:: Assignment ::
Word for word, reproduce the data that follows.

:: Provided data ::
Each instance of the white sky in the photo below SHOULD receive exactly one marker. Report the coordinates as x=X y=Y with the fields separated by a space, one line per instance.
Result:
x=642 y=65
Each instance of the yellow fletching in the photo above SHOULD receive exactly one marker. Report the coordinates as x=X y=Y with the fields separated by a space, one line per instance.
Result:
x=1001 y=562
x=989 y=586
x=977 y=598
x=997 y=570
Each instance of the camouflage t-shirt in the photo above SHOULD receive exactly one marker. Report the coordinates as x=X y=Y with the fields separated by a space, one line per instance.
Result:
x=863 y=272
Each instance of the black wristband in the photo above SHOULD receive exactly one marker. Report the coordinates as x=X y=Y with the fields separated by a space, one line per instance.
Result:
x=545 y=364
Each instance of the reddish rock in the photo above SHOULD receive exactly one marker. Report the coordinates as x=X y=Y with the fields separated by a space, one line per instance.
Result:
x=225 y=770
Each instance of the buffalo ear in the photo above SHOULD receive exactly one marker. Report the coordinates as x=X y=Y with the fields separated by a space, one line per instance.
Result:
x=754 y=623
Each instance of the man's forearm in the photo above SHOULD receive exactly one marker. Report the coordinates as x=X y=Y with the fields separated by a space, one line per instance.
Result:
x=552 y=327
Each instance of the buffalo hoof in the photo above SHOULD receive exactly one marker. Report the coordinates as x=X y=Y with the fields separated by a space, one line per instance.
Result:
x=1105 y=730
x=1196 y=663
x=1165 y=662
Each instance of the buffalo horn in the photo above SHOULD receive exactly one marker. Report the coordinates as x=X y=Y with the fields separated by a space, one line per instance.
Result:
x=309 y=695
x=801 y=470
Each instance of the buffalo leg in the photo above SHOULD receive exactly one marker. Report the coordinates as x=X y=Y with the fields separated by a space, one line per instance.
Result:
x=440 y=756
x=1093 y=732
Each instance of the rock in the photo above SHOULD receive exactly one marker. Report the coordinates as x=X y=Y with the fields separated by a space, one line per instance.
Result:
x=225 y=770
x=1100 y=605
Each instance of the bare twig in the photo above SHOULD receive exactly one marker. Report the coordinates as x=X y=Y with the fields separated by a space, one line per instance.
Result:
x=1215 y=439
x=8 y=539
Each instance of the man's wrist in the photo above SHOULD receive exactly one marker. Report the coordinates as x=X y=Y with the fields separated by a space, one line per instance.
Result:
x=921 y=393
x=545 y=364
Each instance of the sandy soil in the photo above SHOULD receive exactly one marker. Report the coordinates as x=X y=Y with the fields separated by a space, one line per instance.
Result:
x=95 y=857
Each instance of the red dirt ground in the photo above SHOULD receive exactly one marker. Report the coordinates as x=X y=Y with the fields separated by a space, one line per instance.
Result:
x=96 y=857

:: Answer ::
Each instance of the white sky in the photo below SHOULD receive exactly one marker. Report the coordinates as x=X y=Y with the fields separated by a space, one line per instance.
Result:
x=642 y=65
Each instance of the yellow fletching in the photo above SHOULD receive exactly one marker. Report the coordinates as x=X y=Y with the fields separated by a space, one line per instance.
Result:
x=1001 y=562
x=989 y=586
x=977 y=598
x=997 y=570
Each instance of the camouflage t-shirt in the photo above SHOULD receive exactly one marker. Report the coordinates as x=X y=Y with the fields separated by a space, one line per instance.
Result:
x=863 y=272
Each instance of the black wristband in the photo above SHOULD receive exactly one marker. Report the coordinates as x=X y=Y with the fields separated by a space, one line per instance.
Result:
x=545 y=364
Each instance of the reddish rock in the photo above SHOULD receive exactly one marker. Report the coordinates as x=X y=Y with the fields separated by a space, one line per instance.
Result:
x=225 y=770
Each instance of the buffalo ear in the photo above SHOULD receive exactly one marker. Report the coordinates as x=X y=Y with the fields separated by a space, one line per instance.
Result:
x=754 y=623
Each instance of the man's forearm in the photo above SHOULD receive exactly one marker. Report the coordinates as x=X y=Y with the fields separated by a space, one line per instance.
Result:
x=552 y=327
Each instance of the buffalo hoof in the photo above SHOULD receive exactly one marker. Report the coordinates as x=X y=Y with the fields separated by a space, one line per instance.
Result:
x=1105 y=730
x=1196 y=663
x=1165 y=662
Each instance of the buffalo horn in the photo above SHOULD receive exactly one marker. Report the coordinates as x=X y=Y with the fields separated by a space, one line per instance.
Result:
x=309 y=695
x=801 y=470
Each instance of the buffalo leg in the photo above SHOULD receive exactly one marker. Report the coordinates as x=X y=Y with the fields separated by a space, one line per instance.
Result:
x=440 y=756
x=1093 y=732
Each instance of the rock in the photo above SHOULD receive exactly one marker. Report the coordinates as x=X y=Y with the fields separated by a space, one line per instance.
Result:
x=225 y=770
x=1100 y=605
Each instance of the bare twig in the photo above SHOULD receive exactly one marker. Report the coordinates as x=X y=Y with the fields separated by a space, one line per instance.
Result:
x=1215 y=439
x=8 y=539
Each instance of the man's wrist in the photo above SHOULD receive exactly one marker. Report the coordinates as x=X y=Y with the fields separated by a space, one line per instance.
Result:
x=921 y=393
x=545 y=364
Each instance of the sandy soil in the photo above SHOULD receive exactly one marker. Report the coordinates as x=X y=Y with the fields separated by a space, one line per instance.
Result:
x=95 y=857
Each instance of the red dirt ground in the photo above SHOULD receive exactly one marker. Report the coordinates as x=X y=Y with the fields separated by a space, one line per instance.
Result:
x=96 y=857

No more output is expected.